### Assigned task
Reproduce, character for character, the lines of the listing below that run between the line containing "Each <instance> block covers" and the line containing "174L129 152L95 167L88", inclusive.

Extracted material section start

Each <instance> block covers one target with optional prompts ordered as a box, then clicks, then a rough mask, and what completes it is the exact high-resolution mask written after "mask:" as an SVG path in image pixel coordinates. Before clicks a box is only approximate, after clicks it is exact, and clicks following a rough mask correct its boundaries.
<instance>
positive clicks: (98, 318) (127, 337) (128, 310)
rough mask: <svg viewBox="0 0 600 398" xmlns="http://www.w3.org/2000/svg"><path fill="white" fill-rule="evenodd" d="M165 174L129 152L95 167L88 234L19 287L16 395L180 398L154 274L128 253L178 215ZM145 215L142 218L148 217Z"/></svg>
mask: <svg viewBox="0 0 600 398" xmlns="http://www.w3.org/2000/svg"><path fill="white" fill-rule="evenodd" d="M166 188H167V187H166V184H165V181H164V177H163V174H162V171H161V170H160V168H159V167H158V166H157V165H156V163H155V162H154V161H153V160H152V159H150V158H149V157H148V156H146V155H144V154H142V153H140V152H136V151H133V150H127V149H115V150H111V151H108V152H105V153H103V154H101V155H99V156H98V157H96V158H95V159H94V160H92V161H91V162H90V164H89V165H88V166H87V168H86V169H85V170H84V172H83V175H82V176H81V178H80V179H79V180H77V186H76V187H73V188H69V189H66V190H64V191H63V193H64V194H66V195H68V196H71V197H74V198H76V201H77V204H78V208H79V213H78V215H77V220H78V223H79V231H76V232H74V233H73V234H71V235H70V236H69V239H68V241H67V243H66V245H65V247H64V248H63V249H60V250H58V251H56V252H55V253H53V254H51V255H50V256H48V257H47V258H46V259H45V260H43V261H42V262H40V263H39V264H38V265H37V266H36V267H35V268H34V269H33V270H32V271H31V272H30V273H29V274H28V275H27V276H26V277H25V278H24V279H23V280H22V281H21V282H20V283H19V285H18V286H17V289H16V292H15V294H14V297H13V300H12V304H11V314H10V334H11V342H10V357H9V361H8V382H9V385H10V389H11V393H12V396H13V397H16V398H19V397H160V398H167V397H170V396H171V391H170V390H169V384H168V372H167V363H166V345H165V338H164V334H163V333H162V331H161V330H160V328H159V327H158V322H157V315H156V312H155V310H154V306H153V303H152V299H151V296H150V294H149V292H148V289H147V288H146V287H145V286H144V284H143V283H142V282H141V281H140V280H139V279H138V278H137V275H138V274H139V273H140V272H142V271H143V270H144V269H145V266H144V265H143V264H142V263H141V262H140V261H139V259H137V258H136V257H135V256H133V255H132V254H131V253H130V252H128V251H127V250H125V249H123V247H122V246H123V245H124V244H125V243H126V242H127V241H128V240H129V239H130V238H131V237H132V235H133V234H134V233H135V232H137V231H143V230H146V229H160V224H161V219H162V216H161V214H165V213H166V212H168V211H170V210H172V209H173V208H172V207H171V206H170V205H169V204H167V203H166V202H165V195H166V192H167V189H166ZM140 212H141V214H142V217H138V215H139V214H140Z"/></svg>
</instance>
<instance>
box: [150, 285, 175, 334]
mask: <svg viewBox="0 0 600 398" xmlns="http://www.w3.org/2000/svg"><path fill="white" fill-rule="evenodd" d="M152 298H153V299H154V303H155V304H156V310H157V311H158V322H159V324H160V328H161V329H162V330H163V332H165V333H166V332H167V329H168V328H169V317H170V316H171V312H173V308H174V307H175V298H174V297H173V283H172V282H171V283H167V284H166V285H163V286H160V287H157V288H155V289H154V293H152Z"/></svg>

Extracted material section end
Extracted material section start

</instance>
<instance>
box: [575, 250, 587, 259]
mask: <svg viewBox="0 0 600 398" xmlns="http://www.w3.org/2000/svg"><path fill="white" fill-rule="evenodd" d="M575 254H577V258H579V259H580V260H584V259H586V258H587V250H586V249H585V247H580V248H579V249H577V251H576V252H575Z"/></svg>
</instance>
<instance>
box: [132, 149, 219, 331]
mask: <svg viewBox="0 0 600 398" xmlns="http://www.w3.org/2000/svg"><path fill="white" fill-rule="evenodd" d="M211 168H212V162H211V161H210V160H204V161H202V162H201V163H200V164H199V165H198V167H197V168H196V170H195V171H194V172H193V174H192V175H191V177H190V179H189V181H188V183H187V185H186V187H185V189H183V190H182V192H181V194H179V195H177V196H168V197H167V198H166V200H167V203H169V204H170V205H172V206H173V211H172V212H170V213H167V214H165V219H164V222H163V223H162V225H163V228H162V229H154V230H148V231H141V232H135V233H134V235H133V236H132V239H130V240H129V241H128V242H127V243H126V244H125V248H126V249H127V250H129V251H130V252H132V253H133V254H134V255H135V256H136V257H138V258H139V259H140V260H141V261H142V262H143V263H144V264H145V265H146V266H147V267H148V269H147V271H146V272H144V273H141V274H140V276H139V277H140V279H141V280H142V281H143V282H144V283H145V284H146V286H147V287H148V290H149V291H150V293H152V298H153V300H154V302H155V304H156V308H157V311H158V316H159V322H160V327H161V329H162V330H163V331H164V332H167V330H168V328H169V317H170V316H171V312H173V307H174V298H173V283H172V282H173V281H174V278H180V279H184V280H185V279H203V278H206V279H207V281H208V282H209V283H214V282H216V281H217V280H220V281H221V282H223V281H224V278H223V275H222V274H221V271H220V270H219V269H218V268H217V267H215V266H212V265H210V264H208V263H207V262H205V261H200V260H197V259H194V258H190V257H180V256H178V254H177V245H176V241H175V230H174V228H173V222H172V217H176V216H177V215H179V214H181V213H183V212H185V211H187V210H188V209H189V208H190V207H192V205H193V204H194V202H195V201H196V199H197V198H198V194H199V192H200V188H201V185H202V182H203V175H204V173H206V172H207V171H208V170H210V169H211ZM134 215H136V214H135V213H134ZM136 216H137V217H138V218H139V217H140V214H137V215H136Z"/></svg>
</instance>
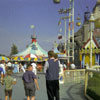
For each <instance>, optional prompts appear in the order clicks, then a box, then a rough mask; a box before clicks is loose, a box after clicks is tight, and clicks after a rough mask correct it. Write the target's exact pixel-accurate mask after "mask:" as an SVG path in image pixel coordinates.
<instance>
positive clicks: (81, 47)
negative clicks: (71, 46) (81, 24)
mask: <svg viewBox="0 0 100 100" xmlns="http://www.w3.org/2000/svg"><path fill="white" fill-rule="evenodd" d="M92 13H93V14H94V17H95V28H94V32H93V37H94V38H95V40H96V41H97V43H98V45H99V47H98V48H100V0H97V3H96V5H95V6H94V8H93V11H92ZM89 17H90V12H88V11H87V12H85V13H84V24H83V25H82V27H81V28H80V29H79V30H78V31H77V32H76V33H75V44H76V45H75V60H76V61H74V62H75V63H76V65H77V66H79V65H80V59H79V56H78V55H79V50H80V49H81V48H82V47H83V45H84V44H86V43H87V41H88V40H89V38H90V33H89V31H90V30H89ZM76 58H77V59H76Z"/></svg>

Extracted material section end
Extracted material section start

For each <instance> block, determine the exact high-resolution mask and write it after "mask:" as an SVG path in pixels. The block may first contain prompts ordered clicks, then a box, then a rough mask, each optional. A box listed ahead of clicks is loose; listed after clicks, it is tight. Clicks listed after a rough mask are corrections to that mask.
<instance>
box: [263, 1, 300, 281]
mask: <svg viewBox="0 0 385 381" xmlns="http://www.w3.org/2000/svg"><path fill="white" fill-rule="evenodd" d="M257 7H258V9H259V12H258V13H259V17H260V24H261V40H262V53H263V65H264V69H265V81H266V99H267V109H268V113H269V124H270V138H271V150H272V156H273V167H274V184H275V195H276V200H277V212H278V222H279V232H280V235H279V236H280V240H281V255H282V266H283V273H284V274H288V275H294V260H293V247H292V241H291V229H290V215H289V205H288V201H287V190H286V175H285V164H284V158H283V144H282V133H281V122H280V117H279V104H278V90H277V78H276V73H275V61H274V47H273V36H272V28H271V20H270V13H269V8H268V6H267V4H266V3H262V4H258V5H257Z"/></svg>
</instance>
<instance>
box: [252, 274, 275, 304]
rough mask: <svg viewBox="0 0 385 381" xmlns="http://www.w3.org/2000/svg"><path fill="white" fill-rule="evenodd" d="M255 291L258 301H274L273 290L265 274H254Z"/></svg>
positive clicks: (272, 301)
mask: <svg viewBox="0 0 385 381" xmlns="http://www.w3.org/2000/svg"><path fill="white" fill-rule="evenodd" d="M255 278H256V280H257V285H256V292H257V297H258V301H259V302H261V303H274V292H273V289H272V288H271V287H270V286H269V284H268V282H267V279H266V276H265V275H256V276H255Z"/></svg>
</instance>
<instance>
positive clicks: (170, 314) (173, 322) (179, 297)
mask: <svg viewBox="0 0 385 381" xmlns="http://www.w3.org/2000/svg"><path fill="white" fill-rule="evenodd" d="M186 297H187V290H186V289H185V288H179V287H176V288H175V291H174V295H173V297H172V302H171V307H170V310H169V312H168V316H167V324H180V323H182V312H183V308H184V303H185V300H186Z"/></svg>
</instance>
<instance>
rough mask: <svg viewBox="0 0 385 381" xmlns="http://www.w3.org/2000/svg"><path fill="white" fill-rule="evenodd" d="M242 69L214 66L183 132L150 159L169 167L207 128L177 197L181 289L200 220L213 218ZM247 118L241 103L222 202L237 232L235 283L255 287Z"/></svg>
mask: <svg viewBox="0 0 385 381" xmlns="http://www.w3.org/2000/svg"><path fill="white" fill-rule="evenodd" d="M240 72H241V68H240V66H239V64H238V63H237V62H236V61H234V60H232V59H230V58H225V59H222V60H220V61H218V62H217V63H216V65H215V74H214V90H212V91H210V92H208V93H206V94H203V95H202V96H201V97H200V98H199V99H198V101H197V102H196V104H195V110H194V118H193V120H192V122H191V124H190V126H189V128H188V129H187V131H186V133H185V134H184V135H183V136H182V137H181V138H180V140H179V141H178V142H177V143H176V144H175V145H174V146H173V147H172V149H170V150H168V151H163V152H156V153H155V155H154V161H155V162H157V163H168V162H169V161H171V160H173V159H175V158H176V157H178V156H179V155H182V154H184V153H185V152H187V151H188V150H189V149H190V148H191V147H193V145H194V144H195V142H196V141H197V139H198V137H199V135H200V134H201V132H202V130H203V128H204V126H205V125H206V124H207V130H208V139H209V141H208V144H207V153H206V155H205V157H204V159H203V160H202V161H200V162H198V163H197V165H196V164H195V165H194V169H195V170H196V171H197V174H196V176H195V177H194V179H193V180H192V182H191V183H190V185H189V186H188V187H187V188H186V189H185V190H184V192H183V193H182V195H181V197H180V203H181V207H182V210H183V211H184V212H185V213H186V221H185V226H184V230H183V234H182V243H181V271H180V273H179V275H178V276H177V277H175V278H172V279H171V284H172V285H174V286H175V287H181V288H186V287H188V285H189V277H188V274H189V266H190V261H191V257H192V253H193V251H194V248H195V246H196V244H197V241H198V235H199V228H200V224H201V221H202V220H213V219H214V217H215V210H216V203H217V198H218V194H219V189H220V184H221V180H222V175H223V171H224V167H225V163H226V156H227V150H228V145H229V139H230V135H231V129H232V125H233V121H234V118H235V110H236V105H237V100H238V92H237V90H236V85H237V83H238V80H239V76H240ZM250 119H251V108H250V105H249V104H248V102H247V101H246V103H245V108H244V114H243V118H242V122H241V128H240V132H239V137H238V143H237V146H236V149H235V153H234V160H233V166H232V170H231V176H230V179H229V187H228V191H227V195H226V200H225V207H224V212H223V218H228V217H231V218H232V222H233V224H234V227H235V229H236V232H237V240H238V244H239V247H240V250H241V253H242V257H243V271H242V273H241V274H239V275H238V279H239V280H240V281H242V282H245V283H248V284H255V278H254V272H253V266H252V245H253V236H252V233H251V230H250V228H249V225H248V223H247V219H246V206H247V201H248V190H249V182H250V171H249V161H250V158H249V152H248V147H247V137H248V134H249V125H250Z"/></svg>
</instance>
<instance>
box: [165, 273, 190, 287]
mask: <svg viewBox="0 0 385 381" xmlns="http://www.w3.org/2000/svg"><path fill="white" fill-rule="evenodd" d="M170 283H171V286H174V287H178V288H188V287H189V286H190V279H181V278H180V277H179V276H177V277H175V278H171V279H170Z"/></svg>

Extracted material section end

### Task output
Each <instance> block covers one target with optional prompts ordered as a box, then clicks, then a rough mask, and what completes it is the exact high-resolution mask written after "mask:" as an SVG path in image pixel coordinates. Before clicks a box is only approximate, after clicks it is exact, and clicks following a rough mask correct its boundaries.
<instance>
positive clicks: (98, 318) (127, 337) (128, 310)
rough mask: <svg viewBox="0 0 600 398" xmlns="http://www.w3.org/2000/svg"><path fill="white" fill-rule="evenodd" d="M165 174L129 152L95 167L88 234L19 287L16 395L180 398L154 274L128 253L178 215ZM145 215L142 218L148 217Z"/></svg>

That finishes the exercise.